> _EXERCISE DIRECTIONS_
Collect all lines below with the string "several".

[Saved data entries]
·····

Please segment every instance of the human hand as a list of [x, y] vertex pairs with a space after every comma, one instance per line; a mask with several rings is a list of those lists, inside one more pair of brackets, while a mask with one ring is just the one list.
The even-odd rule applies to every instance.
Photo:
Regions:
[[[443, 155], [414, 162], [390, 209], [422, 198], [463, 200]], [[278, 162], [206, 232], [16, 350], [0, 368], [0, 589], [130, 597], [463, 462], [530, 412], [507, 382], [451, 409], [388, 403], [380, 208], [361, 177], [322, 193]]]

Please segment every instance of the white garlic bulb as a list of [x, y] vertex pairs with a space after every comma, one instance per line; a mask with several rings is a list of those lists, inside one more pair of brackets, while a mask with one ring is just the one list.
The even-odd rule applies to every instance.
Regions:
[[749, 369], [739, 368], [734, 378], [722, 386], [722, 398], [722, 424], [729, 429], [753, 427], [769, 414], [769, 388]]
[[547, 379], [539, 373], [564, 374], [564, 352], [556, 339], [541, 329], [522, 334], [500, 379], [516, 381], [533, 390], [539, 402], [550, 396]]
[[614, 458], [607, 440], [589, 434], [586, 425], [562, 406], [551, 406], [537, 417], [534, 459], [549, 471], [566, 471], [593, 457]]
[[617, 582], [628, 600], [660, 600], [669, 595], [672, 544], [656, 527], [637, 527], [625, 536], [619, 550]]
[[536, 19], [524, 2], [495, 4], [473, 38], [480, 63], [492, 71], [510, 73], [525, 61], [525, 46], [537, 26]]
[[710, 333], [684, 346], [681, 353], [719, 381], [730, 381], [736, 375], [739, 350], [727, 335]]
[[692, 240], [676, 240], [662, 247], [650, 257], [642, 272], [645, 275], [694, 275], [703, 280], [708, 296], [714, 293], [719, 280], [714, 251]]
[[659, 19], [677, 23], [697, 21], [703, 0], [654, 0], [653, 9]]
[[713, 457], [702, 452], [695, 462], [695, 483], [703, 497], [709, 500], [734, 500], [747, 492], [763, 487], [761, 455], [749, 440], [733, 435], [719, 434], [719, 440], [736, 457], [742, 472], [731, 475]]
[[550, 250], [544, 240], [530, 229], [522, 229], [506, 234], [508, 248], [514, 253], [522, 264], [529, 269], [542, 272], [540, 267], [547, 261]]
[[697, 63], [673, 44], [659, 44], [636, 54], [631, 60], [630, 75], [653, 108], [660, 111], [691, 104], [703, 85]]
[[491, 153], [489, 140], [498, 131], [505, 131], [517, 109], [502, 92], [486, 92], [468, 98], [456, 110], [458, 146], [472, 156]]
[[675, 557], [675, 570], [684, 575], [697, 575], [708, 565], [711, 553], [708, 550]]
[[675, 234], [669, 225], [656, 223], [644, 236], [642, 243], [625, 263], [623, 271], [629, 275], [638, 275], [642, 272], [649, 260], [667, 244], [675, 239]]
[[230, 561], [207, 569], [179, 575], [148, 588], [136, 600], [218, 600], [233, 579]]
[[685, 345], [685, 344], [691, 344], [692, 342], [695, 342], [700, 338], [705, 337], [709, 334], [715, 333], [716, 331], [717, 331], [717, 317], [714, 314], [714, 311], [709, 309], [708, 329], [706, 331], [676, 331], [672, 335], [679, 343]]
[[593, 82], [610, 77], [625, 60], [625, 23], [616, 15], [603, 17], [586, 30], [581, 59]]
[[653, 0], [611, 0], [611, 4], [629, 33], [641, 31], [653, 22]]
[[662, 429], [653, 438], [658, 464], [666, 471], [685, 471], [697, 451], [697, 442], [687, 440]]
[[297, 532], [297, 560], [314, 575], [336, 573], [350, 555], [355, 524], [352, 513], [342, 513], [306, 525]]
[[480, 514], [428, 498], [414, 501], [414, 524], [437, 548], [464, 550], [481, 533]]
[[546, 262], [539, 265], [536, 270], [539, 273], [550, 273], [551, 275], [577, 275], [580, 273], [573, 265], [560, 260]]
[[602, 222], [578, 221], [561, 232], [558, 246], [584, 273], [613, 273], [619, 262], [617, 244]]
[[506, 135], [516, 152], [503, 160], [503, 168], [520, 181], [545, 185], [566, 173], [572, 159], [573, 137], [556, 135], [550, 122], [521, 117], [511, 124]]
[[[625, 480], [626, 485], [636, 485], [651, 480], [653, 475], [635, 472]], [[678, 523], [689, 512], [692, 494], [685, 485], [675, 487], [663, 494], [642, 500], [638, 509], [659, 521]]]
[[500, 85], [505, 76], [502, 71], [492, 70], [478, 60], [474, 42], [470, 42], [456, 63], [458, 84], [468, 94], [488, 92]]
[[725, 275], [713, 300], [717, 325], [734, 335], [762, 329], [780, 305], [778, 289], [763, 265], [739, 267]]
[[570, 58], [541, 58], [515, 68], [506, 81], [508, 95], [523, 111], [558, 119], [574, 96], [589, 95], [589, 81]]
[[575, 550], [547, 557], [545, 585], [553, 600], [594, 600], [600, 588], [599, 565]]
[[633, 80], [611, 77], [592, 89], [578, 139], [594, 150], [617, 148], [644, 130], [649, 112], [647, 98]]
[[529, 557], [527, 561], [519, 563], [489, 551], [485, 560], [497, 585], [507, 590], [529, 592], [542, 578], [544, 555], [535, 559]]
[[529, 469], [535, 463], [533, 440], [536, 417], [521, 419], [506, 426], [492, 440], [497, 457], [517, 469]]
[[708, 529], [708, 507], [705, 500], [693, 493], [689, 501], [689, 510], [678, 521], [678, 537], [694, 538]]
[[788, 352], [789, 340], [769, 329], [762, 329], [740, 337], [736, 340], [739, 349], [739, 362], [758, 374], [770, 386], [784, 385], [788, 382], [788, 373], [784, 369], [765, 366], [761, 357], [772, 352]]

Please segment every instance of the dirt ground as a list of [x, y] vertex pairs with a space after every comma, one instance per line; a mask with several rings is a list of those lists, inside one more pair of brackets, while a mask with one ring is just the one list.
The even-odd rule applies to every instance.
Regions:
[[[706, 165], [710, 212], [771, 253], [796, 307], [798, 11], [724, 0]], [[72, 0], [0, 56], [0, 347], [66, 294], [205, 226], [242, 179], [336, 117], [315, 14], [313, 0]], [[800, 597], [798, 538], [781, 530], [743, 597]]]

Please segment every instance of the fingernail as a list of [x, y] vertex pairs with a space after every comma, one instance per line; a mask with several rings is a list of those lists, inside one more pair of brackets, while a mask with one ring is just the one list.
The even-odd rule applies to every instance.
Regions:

·····

> _EXERCISE RESULT_
Please segment every instance of the human hand as a list of [x, y] vertex pairs with a space after every comma, one instance per line; a mask with several rings is a list of those lists, inside one more pair of brackets, while a mask with one ring is just the one list.
Please segment every instance of the white garlic bulb as a list of [x, y] vertex pairs with a space after every comma, one instance per line; a mask with several rings is a list of those lists, inside one more pair of brackets, while a mask with one ring is just the one list.
Please segment every instance of the dirt ground as a list of [x, y] vertex pairs with a space after every comma, one instance per line; a mask with several rings is a list of those lists, inside one more pair of brackets, while a mask with one ring is just the one list.
Please segment every instance of the fingernail as a list of [x, y] vertex pairs with a space after every comma, one instance per line; a mask with several rings is a list of those lists, inside one more pair of brackets, while a mask with one ring is just the one list.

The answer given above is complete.